Image-grounded pointing data
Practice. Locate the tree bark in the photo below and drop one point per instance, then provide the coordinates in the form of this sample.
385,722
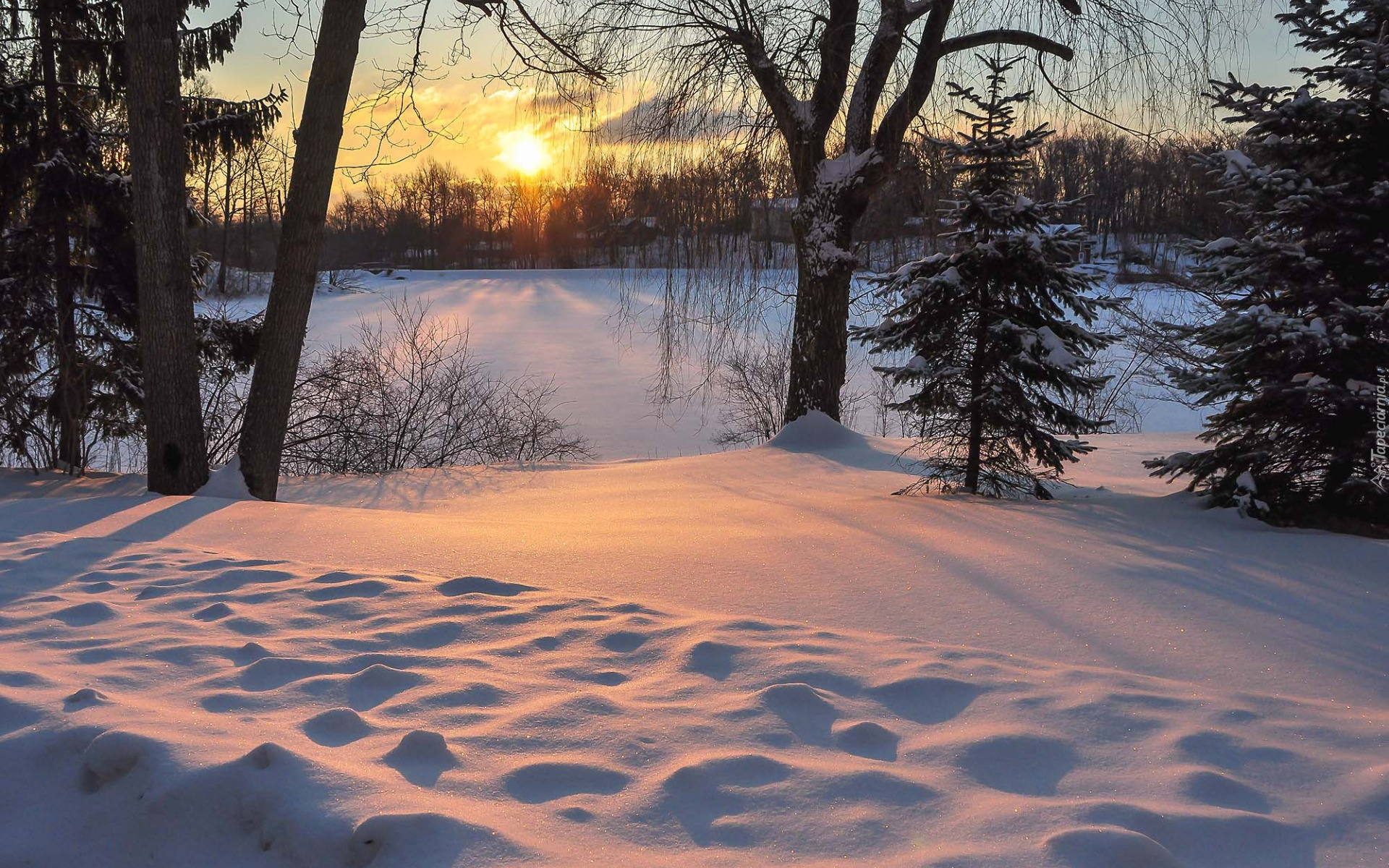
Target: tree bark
169,342
820,341
69,400
296,261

• [Exercise goal] Copy every record exactly, leaving the pictures out.

• [Expected output]
Practice. Locate the tree bark in the photo below and drop one point per instance, then provide the coordinates in the form of this sample.
385,722
Target: tree bark
169,342
820,341
69,400
296,261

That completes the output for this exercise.